Given entries:
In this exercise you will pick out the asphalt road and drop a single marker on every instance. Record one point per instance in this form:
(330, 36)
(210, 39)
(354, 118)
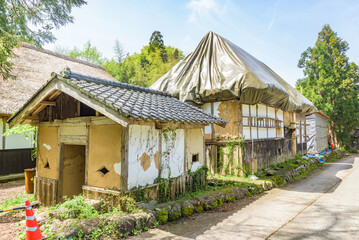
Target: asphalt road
(325, 205)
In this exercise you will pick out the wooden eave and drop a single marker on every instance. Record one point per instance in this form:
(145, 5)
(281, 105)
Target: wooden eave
(48, 93)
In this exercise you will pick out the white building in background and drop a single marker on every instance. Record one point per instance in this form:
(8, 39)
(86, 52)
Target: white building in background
(32, 68)
(317, 132)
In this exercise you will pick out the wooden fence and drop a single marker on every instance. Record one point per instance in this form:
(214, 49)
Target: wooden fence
(15, 161)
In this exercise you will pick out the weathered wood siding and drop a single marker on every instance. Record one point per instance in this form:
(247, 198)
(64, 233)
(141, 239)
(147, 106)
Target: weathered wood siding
(46, 190)
(173, 150)
(105, 152)
(194, 148)
(15, 161)
(47, 162)
(143, 155)
(267, 152)
(227, 110)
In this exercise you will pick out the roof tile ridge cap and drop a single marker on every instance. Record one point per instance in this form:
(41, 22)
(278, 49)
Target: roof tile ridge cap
(59, 55)
(114, 83)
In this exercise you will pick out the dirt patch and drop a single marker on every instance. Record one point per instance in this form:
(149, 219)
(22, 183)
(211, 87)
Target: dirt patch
(8, 228)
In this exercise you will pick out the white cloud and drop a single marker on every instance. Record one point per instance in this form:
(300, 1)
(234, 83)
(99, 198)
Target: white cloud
(203, 10)
(270, 25)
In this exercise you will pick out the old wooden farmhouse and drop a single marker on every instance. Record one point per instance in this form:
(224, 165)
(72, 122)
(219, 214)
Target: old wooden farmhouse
(96, 135)
(32, 66)
(261, 108)
(317, 132)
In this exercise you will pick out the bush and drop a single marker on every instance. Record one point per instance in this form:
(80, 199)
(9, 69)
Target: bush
(77, 208)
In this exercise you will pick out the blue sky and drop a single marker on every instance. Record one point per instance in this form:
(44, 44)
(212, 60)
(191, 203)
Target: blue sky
(275, 32)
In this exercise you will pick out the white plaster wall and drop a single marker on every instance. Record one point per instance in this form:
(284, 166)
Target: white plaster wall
(271, 112)
(207, 108)
(272, 133)
(262, 111)
(142, 139)
(173, 155)
(1, 126)
(280, 116)
(253, 110)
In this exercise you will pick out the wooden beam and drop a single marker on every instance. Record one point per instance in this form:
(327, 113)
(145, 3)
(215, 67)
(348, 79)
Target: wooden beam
(93, 103)
(159, 153)
(3, 131)
(48, 103)
(33, 103)
(124, 158)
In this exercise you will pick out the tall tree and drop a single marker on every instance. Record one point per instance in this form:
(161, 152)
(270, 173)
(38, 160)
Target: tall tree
(157, 43)
(88, 53)
(30, 21)
(331, 83)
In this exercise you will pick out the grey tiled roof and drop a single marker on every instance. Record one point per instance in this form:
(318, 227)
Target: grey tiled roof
(138, 102)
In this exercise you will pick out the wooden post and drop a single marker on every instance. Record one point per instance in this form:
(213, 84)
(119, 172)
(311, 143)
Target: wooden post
(256, 120)
(267, 123)
(213, 160)
(185, 150)
(250, 121)
(124, 158)
(87, 152)
(3, 131)
(159, 153)
(240, 121)
(305, 134)
(212, 127)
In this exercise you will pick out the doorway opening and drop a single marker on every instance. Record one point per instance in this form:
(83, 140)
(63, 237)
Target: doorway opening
(73, 173)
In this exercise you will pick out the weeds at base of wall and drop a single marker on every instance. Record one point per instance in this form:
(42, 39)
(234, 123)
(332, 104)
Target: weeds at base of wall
(229, 167)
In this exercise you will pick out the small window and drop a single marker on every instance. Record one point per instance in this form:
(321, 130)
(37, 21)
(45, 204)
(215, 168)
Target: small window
(195, 158)
(47, 165)
(86, 111)
(103, 171)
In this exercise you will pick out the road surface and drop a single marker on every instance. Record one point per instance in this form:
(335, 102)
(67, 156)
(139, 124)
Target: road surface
(325, 205)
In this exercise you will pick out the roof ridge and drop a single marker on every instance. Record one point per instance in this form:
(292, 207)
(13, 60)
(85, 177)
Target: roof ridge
(59, 55)
(67, 73)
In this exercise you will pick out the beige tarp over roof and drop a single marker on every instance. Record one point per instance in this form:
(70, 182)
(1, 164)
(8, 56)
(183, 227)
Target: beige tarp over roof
(219, 70)
(32, 68)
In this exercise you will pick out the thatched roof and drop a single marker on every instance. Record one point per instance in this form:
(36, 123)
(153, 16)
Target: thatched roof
(120, 102)
(32, 68)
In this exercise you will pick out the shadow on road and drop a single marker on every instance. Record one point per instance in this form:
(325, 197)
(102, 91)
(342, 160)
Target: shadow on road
(324, 180)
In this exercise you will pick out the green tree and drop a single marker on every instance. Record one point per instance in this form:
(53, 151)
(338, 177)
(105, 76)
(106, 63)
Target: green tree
(157, 43)
(140, 69)
(331, 83)
(30, 21)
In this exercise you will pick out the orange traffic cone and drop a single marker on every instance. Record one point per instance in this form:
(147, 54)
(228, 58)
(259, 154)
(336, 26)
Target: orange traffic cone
(32, 229)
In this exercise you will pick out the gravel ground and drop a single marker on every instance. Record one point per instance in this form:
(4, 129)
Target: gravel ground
(8, 228)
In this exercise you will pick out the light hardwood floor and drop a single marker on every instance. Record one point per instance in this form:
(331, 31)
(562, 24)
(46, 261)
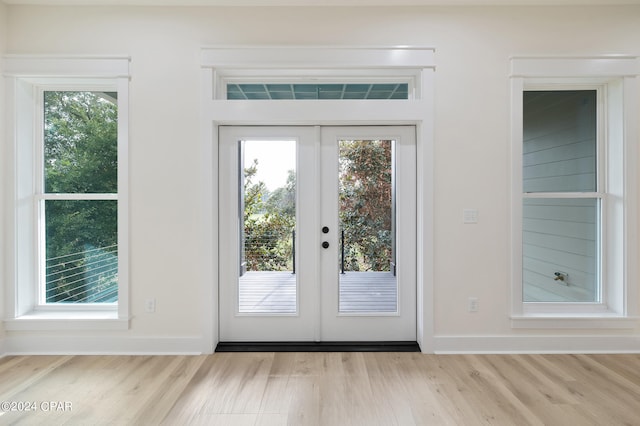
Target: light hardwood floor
(323, 389)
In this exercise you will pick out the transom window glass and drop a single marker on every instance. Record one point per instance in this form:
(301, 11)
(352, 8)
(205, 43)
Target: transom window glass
(562, 202)
(78, 204)
(275, 91)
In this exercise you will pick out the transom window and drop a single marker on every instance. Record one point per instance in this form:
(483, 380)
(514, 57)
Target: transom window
(274, 91)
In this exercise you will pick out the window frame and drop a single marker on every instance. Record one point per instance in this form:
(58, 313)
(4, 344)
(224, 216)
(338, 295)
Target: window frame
(614, 81)
(27, 78)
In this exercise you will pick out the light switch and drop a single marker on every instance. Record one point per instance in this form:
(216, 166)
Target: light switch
(470, 215)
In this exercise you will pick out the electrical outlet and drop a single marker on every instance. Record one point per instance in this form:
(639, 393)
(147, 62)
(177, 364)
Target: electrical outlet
(150, 305)
(473, 304)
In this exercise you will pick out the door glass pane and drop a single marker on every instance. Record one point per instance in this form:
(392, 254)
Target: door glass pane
(81, 251)
(559, 152)
(267, 282)
(367, 221)
(560, 250)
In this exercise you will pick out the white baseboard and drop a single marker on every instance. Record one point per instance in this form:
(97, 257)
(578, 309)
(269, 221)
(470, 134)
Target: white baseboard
(105, 345)
(536, 344)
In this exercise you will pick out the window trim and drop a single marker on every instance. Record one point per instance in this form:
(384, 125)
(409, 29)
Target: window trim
(27, 77)
(614, 78)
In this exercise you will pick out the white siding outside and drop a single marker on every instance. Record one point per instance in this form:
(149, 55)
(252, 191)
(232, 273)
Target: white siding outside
(560, 235)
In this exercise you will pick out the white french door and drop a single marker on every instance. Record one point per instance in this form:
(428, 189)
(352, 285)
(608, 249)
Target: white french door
(317, 233)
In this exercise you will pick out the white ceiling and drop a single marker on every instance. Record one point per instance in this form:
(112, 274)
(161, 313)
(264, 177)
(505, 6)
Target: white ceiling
(321, 2)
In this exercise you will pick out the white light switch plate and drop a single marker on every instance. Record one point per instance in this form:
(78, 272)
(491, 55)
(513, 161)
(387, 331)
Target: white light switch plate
(470, 215)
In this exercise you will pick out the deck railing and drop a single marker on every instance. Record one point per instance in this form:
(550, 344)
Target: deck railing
(87, 276)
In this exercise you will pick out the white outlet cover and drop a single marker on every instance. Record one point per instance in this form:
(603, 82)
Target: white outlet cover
(470, 215)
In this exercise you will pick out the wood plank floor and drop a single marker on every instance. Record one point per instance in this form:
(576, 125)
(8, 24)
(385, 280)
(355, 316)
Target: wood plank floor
(322, 389)
(275, 292)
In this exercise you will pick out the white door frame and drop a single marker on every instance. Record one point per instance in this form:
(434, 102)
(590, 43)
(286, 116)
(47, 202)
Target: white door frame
(317, 316)
(418, 111)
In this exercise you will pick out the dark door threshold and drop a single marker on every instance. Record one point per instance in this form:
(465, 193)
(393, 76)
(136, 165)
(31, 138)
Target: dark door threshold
(318, 347)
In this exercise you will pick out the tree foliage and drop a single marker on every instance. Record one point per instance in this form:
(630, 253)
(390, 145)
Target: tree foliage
(80, 157)
(269, 223)
(365, 204)
(365, 212)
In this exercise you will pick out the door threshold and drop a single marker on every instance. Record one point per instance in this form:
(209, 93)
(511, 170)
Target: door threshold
(318, 347)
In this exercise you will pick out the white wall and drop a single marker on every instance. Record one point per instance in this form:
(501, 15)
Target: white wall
(473, 47)
(3, 38)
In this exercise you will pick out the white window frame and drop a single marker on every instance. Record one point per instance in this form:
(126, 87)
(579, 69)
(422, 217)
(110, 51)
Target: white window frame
(614, 78)
(27, 78)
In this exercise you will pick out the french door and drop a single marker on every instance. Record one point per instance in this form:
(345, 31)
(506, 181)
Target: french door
(317, 233)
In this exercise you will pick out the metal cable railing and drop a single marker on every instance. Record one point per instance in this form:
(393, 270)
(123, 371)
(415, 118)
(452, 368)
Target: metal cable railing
(269, 252)
(87, 276)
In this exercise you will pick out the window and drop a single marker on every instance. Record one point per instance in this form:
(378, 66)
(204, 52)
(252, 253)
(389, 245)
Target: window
(572, 190)
(562, 198)
(78, 198)
(298, 91)
(70, 183)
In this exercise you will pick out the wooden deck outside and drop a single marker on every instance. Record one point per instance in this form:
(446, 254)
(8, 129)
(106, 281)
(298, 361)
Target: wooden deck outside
(275, 292)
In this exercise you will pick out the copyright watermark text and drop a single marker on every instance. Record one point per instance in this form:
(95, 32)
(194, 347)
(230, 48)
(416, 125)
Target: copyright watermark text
(46, 406)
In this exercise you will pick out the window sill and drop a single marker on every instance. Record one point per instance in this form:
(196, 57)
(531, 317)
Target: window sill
(80, 320)
(573, 321)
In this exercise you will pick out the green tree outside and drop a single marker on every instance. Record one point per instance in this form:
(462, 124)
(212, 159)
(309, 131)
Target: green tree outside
(80, 157)
(365, 212)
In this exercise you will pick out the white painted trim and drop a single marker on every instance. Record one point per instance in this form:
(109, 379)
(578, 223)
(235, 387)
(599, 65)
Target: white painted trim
(34, 66)
(575, 67)
(607, 71)
(573, 322)
(103, 345)
(539, 344)
(66, 320)
(209, 218)
(23, 76)
(317, 57)
(324, 112)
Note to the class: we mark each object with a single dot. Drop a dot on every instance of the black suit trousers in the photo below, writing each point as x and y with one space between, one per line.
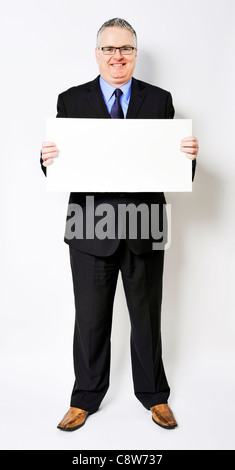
94 281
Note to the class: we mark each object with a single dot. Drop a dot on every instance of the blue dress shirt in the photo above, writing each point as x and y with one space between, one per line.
109 97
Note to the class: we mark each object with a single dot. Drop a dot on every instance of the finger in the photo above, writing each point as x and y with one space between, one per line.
191 157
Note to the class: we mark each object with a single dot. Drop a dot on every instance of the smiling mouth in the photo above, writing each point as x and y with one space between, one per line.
117 65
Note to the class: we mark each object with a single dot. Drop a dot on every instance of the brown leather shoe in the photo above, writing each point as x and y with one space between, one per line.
74 419
163 416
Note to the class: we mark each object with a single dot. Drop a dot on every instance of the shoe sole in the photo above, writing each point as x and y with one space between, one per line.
165 427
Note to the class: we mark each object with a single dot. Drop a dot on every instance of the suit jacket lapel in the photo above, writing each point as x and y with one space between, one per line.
138 94
96 99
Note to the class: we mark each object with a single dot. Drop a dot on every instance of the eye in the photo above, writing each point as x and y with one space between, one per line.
108 49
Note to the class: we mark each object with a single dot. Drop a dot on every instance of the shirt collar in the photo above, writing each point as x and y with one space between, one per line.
108 89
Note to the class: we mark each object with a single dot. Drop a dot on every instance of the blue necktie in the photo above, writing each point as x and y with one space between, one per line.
116 111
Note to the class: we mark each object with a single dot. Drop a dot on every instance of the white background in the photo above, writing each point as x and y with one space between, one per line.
187 48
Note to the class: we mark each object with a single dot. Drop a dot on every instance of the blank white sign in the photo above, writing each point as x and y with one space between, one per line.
119 155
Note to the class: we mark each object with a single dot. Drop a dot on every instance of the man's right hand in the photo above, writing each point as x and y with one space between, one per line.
49 151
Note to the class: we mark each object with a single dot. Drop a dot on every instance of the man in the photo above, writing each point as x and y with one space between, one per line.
95 263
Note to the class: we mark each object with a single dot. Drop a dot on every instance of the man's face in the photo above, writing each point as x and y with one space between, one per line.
116 69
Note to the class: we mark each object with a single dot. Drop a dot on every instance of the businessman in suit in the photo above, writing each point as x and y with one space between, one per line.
95 263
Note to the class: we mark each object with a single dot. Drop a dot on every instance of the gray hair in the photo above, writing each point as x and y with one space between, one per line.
119 23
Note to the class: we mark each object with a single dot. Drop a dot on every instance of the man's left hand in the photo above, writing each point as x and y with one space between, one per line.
189 145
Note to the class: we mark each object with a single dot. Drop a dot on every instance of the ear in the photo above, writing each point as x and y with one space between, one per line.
96 54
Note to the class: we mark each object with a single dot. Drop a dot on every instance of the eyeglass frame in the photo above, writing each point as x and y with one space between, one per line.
115 49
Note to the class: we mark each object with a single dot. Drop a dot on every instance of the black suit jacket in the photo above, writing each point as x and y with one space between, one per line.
86 101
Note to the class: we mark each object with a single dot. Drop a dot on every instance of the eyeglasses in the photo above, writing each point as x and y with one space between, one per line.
124 50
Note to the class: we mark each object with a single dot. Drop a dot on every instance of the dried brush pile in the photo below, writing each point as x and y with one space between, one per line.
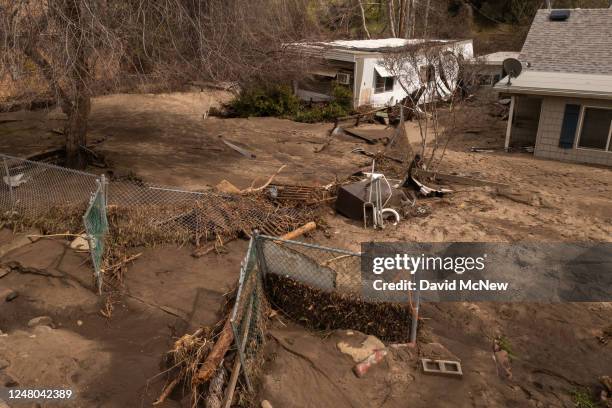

Problem: Please count the lines of the data above that contain the word "cloud", matching case exactly, and give only the number.

Task result: 2